TASK STATEMENT
An exact, word-for-word copy of the entries is required, beginning at the line that contains "Query: denim shirt" and ending at the last line, both included.

ENTRIES PROVIDED
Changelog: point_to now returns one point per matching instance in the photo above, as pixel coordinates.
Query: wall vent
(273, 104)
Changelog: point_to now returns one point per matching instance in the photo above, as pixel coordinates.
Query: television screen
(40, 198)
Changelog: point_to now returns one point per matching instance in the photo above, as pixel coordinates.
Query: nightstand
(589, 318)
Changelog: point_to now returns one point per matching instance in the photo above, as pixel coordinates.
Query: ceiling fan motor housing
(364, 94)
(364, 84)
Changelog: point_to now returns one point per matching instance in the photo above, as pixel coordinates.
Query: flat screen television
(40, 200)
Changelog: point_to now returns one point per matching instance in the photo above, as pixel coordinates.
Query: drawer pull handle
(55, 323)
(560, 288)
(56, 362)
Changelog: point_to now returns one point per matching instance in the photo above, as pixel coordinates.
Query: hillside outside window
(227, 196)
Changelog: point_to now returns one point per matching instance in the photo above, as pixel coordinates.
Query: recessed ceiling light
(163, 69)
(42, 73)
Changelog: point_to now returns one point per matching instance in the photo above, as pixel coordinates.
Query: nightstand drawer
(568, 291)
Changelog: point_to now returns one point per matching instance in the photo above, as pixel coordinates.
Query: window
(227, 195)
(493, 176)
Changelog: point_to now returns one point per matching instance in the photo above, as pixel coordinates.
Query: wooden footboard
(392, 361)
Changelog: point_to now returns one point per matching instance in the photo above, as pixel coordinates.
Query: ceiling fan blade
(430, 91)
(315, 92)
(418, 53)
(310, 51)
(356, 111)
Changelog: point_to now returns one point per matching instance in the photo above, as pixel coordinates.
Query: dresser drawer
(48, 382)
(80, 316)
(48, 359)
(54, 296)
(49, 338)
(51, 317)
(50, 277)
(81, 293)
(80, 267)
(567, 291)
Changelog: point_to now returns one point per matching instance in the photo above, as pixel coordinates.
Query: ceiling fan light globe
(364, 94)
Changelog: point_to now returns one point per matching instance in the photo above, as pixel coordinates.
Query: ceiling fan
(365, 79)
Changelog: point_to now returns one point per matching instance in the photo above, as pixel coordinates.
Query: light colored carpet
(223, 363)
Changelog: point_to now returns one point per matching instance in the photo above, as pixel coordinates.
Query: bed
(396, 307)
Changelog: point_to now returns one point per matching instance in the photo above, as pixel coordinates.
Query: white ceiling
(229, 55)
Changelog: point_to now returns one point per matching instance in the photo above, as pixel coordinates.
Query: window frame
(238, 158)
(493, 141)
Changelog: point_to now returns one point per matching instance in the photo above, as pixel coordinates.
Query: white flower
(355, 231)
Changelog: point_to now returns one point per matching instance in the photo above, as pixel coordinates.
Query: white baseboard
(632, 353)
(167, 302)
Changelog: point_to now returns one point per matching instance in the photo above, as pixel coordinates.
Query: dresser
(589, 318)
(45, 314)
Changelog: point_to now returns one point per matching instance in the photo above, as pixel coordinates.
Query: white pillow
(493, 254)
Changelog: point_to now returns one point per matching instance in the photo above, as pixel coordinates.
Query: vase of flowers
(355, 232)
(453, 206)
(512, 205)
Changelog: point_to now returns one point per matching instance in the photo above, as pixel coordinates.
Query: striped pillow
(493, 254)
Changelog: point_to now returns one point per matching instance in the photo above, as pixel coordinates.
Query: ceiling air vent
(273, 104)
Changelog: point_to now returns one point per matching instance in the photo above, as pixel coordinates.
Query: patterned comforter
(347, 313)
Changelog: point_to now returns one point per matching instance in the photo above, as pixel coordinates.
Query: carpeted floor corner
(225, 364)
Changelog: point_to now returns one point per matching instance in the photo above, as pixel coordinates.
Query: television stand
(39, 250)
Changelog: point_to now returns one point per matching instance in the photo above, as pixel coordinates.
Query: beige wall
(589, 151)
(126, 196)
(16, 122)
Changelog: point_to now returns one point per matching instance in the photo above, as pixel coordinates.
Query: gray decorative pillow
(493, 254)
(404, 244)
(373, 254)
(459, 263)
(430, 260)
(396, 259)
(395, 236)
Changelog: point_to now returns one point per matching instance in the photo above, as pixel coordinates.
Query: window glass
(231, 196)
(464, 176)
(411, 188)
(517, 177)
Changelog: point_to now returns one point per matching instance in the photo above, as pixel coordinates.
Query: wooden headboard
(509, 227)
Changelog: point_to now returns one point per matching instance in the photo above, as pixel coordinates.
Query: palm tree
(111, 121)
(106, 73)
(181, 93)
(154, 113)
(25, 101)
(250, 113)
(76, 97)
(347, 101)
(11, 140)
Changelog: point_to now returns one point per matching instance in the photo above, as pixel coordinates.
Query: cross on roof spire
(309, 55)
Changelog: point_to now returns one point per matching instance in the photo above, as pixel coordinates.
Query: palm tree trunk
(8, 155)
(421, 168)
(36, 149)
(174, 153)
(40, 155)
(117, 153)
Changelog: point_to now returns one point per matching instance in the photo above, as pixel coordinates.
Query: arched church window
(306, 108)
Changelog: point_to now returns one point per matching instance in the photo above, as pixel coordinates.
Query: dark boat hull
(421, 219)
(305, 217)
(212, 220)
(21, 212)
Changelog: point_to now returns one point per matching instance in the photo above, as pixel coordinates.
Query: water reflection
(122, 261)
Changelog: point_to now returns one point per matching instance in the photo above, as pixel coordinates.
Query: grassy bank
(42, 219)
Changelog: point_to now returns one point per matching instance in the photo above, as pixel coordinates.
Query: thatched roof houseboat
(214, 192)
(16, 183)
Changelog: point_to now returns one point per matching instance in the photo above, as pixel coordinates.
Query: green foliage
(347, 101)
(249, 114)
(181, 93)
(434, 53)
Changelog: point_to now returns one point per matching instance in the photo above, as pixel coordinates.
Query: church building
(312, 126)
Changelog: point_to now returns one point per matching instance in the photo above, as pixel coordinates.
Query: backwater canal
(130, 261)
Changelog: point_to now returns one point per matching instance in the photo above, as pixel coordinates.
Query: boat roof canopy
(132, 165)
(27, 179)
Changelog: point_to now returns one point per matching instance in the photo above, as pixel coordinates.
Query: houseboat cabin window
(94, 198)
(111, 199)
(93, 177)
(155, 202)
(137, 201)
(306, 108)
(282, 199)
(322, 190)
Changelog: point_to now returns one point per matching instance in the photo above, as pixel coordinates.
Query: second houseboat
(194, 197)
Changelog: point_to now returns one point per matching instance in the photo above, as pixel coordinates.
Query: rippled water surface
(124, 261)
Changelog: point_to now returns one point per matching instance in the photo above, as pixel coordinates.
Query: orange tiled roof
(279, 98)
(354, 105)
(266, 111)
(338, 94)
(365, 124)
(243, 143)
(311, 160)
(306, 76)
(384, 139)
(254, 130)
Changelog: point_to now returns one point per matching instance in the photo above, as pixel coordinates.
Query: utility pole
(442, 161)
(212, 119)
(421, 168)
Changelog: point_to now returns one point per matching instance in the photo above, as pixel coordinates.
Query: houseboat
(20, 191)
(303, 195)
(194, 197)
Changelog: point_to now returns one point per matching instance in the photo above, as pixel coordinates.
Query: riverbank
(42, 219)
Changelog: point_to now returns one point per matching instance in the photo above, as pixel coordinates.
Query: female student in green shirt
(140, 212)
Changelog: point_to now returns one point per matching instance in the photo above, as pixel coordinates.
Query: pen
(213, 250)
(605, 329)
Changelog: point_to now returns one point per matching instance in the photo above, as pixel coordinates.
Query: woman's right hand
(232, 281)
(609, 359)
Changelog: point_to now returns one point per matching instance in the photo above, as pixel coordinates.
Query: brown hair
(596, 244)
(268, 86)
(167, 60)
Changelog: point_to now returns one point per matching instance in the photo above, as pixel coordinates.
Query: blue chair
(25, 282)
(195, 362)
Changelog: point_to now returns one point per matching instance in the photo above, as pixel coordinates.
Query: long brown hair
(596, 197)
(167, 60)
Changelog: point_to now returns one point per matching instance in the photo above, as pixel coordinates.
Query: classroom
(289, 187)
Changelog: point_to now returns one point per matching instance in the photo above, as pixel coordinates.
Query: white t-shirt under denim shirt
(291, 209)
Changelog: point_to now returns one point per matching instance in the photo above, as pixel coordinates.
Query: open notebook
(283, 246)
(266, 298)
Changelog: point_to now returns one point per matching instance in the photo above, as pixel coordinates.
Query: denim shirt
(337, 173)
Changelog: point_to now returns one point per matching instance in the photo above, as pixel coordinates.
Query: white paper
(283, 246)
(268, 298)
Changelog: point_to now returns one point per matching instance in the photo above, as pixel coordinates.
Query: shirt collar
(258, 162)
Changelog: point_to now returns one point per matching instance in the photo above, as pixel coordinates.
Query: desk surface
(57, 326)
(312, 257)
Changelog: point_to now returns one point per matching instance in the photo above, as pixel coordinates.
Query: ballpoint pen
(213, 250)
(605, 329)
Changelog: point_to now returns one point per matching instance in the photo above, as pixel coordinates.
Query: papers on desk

TASK OUTPUT
Query: denim shirt
(337, 173)
Changelog: point_to now returns one point per matching instance in the photo above, as pixel coordinates.
Query: white paper
(283, 246)
(268, 298)
Changelog: point_to now returns one point per matching instance in the photo above, as pixel coordinates.
Query: shirt collar
(258, 162)
Changelog: point_to now returns one point per matching instance in the photo above, as pixel coordinates.
Query: desk surface
(57, 326)
(312, 257)
Changelog: point_to now returns one point per matching instance in the photo above, as pixel coordinates.
Query: ballpoint pen
(213, 250)
(605, 329)
Changelog: point_to now returns one point per matching instance in the photo above, as pixel coordinates.
Query: papers on desk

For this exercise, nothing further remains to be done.